To do:
Rewrite everything in the listing from the line containing "grass lawn --all-instances" down to the line containing "Provide the mask of every instance of the grass", replacing "evenodd" with "nonzero" and leaving all else unchanged.

* * * * * * *

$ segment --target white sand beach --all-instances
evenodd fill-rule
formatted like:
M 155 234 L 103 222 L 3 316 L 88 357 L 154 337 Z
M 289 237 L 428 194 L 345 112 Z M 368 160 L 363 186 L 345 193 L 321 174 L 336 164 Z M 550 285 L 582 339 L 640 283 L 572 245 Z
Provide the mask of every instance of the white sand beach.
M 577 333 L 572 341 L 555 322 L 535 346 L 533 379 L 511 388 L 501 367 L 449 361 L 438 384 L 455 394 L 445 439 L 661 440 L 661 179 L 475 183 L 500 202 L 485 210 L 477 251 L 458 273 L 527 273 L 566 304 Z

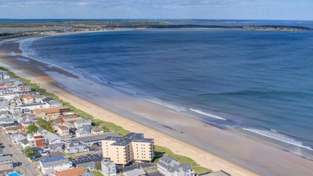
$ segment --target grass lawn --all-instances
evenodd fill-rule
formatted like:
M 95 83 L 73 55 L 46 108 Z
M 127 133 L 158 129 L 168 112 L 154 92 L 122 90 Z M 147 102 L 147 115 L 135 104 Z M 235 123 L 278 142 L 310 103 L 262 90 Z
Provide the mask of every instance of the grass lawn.
M 171 156 L 172 158 L 179 161 L 179 163 L 180 164 L 186 163 L 189 163 L 191 169 L 195 171 L 195 173 L 196 174 L 202 174 L 207 173 L 208 172 L 213 171 L 211 169 L 200 166 L 198 163 L 196 162 L 196 161 L 189 157 L 177 154 L 175 154 L 169 149 L 164 147 L 155 145 L 155 152 L 156 154 L 156 156 L 155 156 L 154 160 L 153 161 L 155 163 L 157 163 L 157 161 L 158 161 L 159 158 L 161 157 L 163 154 L 165 154 L 168 156 Z
M 90 172 L 90 173 L 94 174 L 94 175 L 96 176 L 104 176 L 103 174 L 101 174 L 101 173 L 100 173 L 99 171 L 92 171 L 92 172 Z
M 106 131 L 118 132 L 122 136 L 124 136 L 130 132 L 128 130 L 125 130 L 123 127 L 116 125 L 112 122 L 105 122 L 103 120 L 95 119 L 93 119 L 92 120 L 92 122 L 96 124 L 97 126 L 103 127 Z
M 93 117 L 90 114 L 89 114 L 80 110 L 77 109 L 71 105 L 69 103 L 64 102 L 63 100 L 60 99 L 58 96 L 54 95 L 54 94 L 47 92 L 45 89 L 40 88 L 40 87 L 37 84 L 31 83 L 30 80 L 27 80 L 25 78 L 20 78 L 17 76 L 14 72 L 1 66 L 0 66 L 0 69 L 2 69 L 3 71 L 7 72 L 12 78 L 19 78 L 20 80 L 23 83 L 30 85 L 33 90 L 36 90 L 39 91 L 42 95 L 47 97 L 53 98 L 58 101 L 62 102 L 63 106 L 68 106 L 69 109 L 72 110 L 75 113 L 78 113 L 80 117 L 85 119 L 92 119 L 92 122 L 94 123 L 95 126 L 102 126 L 106 131 L 116 132 L 118 132 L 120 135 L 122 136 L 126 135 L 130 132 L 128 130 L 124 129 L 123 127 L 116 125 L 112 122 L 105 122 L 101 120 L 93 119 Z M 157 161 L 158 161 L 159 158 L 161 157 L 163 154 L 166 154 L 176 159 L 179 161 L 180 164 L 188 163 L 190 165 L 191 168 L 195 171 L 195 173 L 196 174 L 202 174 L 209 171 L 212 171 L 210 169 L 200 166 L 198 164 L 190 158 L 174 154 L 169 149 L 164 147 L 155 145 L 155 152 L 156 155 L 152 161 L 155 163 L 156 163 Z M 101 173 L 98 171 L 94 171 L 91 173 L 93 173 L 96 176 L 103 176 Z

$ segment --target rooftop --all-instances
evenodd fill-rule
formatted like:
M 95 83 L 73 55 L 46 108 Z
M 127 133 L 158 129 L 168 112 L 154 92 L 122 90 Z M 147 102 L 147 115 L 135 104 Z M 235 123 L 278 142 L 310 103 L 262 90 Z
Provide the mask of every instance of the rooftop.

* * * * * * *

Written solution:
$ segment --target grass lawn --all-instances
nonzero fill-rule
formatted like:
M 95 83 L 73 55 L 46 108 Z
M 127 133 L 158 129 L 168 112 L 154 92 L 122 90 Z M 147 102 L 147 115 L 135 104 Z M 235 123 L 278 142 L 310 103 L 262 90 Z
Provide the mask of every instance of the grass lawn.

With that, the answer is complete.